→ Exercise instructions
Find the line containing "Target: white wall" in the listing below. Repeat it exactly, along with each following line up to and including the one containing "[tag] one dot per instance, sample [767,221].".

→ Records shown
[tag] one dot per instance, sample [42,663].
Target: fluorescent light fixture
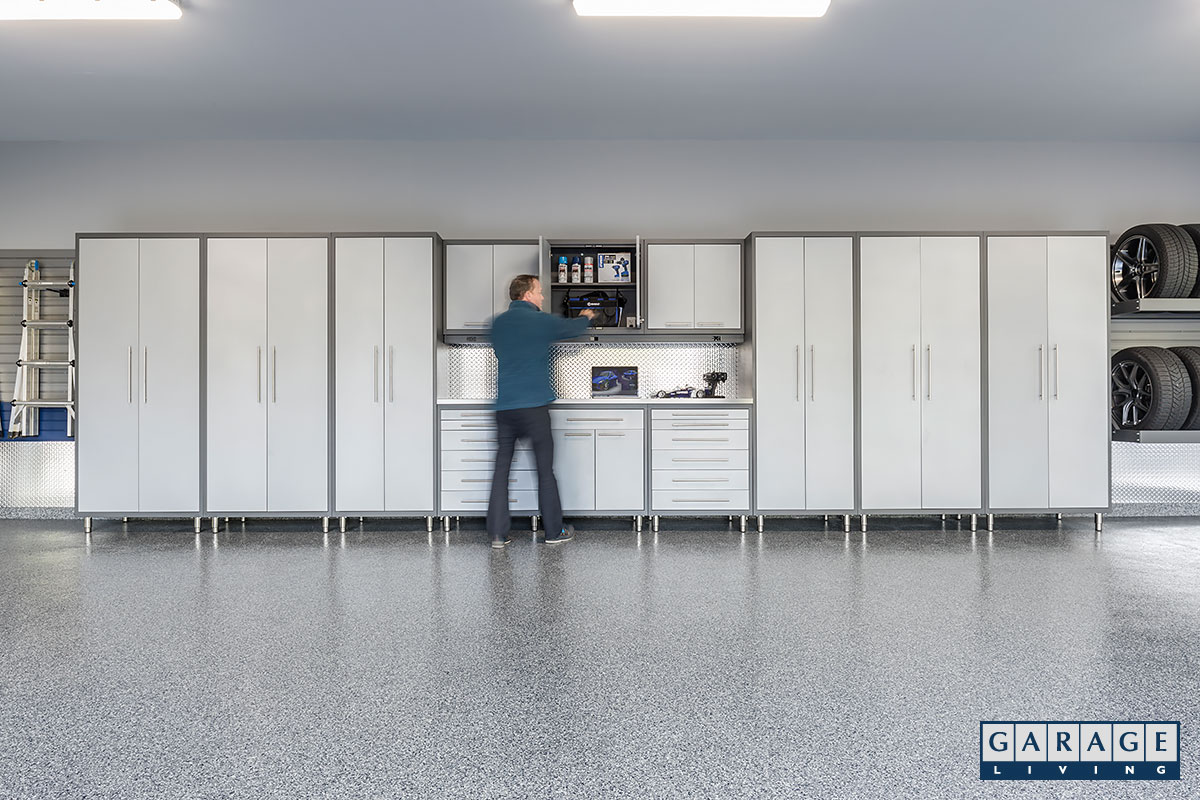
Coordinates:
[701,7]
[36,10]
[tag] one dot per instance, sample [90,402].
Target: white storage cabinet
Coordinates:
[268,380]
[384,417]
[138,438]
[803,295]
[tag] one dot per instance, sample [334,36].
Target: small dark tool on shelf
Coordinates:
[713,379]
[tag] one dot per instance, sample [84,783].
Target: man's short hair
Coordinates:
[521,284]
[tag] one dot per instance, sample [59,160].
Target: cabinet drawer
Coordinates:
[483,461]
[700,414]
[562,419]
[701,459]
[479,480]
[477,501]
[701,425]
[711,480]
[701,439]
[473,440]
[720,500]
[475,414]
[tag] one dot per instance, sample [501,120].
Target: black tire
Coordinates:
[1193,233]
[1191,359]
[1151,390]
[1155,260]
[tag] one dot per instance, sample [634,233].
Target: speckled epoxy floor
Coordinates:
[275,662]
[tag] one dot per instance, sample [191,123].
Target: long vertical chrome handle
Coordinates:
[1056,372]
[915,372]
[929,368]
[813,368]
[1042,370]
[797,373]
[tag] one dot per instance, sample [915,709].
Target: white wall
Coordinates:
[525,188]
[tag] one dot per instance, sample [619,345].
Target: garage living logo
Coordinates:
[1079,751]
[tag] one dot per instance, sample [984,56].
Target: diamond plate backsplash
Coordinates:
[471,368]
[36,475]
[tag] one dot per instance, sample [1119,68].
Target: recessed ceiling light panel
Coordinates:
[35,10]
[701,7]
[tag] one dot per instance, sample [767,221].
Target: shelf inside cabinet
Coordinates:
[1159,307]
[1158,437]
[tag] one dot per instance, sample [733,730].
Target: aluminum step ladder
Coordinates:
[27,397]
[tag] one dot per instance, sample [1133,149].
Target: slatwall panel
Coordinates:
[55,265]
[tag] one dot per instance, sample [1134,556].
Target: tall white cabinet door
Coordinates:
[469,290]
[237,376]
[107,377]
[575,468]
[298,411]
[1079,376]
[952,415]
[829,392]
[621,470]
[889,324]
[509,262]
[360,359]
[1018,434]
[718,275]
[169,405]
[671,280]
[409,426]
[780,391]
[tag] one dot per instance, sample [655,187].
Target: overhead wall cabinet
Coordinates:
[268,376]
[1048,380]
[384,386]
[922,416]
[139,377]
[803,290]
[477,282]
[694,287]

→ Result of this exercise
Target: white wall
Coordinates:
[525,188]
[tag] one dot per instance, sample [619,345].
Target: garage living logo
Coordinates:
[1079,751]
[tag] one dot per instance, sample [984,56].
Target: diamond plate backsplash
Coordinates:
[471,368]
[36,475]
[tag] one dot per instance, sample [1119,68].
Target: recessed ceiling light panel
Coordinates:
[35,10]
[701,7]
[tag] one dot per instance, sample [767,221].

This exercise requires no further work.